Reproduce the entries in full, with no changes.

Stored data
---

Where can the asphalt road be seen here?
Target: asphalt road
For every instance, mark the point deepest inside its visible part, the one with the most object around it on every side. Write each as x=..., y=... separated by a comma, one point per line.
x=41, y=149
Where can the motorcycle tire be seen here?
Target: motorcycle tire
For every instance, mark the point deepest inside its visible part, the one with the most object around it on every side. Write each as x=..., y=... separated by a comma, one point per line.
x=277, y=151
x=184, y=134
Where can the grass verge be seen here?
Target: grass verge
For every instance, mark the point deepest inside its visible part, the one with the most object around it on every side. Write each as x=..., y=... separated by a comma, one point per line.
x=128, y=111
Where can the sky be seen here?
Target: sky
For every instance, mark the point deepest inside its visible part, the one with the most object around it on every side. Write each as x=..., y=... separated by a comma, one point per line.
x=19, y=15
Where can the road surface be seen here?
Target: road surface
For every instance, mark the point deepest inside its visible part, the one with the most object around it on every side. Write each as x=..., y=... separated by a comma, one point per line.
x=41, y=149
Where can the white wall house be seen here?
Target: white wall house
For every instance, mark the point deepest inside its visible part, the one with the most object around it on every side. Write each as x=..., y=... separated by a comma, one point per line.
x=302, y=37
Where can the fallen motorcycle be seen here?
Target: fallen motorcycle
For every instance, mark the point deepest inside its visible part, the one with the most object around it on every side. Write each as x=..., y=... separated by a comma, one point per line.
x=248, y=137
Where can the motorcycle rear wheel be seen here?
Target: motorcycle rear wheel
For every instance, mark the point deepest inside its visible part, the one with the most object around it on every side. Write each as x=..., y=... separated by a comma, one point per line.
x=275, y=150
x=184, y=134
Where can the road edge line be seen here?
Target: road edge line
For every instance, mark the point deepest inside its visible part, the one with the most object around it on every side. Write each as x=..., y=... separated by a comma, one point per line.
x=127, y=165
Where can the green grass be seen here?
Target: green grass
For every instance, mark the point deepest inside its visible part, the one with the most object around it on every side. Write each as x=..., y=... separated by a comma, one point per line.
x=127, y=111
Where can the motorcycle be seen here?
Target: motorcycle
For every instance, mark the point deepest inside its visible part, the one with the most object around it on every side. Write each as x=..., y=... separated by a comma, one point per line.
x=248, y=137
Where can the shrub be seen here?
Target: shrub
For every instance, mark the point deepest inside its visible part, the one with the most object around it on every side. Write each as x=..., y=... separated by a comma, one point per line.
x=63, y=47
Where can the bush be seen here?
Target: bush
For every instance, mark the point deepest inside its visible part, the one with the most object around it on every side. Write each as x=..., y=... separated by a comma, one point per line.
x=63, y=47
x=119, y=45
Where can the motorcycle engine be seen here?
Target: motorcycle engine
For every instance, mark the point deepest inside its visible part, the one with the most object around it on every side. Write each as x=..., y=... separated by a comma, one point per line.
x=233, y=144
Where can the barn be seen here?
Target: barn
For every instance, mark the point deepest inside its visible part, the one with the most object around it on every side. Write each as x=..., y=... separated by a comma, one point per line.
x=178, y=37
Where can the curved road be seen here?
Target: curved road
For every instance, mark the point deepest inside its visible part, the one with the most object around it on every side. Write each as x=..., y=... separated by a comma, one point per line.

---

» **YOUR RESPONSE**:
Where can the asphalt road be seen here?
Target: asphalt road
For every instance, mark the point deepest inside its visible part, the one with the most object around it on every side. Write each as x=..., y=... separated by a comma, one point per line.
x=41, y=149
Where can the motorcycle tire be seen here?
Target: motorcycle tire
For every instance, mark the point deepest inside its visible part, the one with the most object around it on every side. Write each as x=..., y=... separated by a comma, one point per line.
x=277, y=151
x=184, y=134
Where can the grass verge be seen here?
Target: grass verge
For every instance, mark the point deepest inside its visible part, the one with the most object around it on every side. Write each as x=..., y=... separated by a comma, one point per line.
x=128, y=111
Where can the sky be seen here?
Target: sky
For every instance, mark the point deepest inside its visible part, the one with the most object around it on every side. Write each as x=..., y=... separated by a comma, one point per line.
x=19, y=15
Where can the road surface be seen here?
Target: road surface
For every instance, mark the point deepest inside its visible part, the one with the most object around it on every side. Write each as x=..., y=... separated by a comma, one point per line.
x=41, y=149
Where can the white wall house be seen here?
Target: white wall house
For every instance, mark the point deepest inside its visible part, the one with the most object around it on every side. Write each as x=..., y=... separated by a comma, one point per line.
x=302, y=37
Where can the fallen motorcycle be seen here?
Target: fallen motorcycle
For every instance, mark the point deepest inside its visible part, the one with the most object around it on every side. Write each as x=..., y=... separated by a comma, one point per line.
x=248, y=137
Where can the motorcycle rear wheel be seen here?
Target: motorcycle rear wheel
For every instance, mark the point deepest inside its visible part, the one with the most object around it on every side. Write each as x=..., y=... separated by a comma, one point per line.
x=275, y=150
x=184, y=134
Where can the road edge line be seen here?
Target: road edge line
For every instance, mark the point deepest inside its visible part, the one with the most object around it on every side. Write each as x=..., y=... separated by a comma, one point per line.
x=127, y=165
Where can the green grass be seen here?
Target: green grass
For every instance, mark the point deepest inside its visible part, the one with the most object around it on every side. Write each as x=..., y=... separated by a comma, one point per line.
x=127, y=111
Where can the motorcycle be seen here?
Target: motorcycle
For every instance, mark the point deepest inside its visible part, the one with the most object around it on every side. Write each as x=..., y=... separated by a comma, one point per line.
x=248, y=137
Where can the shrub be seen here?
Target: shrub
For every instance, mark the point deepest inside its visible part, the one with the most object around it on every side. Write each as x=..., y=... separated by a comma, one point per line.
x=63, y=47
Where can the bush be seen here?
Target: bush
For every instance, mark the point deepest inside its visible part, the one with the most object around it on every side. Write each as x=..., y=... separated by a comma, one point per line.
x=63, y=47
x=119, y=45
Where can the motorcycle engine be seen here?
Target: motorcycle engine
For every instance, mark the point deepest inside its visible part, the one with the most object around it on every side. Write each as x=..., y=... separated by a comma, one point per line.
x=233, y=144
Where can the barn be seen here?
Target: barn
For every instance, mark the point deepest inside its visible part, the one with the most object around it on every side. Write each as x=..., y=... separated by a comma, one point per line.
x=178, y=37
Where can the curved road be seen here?
Target: curved road
For every instance, mark the point deepest inside its visible part, the one with the most object around it on every side. Write each as x=..., y=... separated by a comma, one point per line.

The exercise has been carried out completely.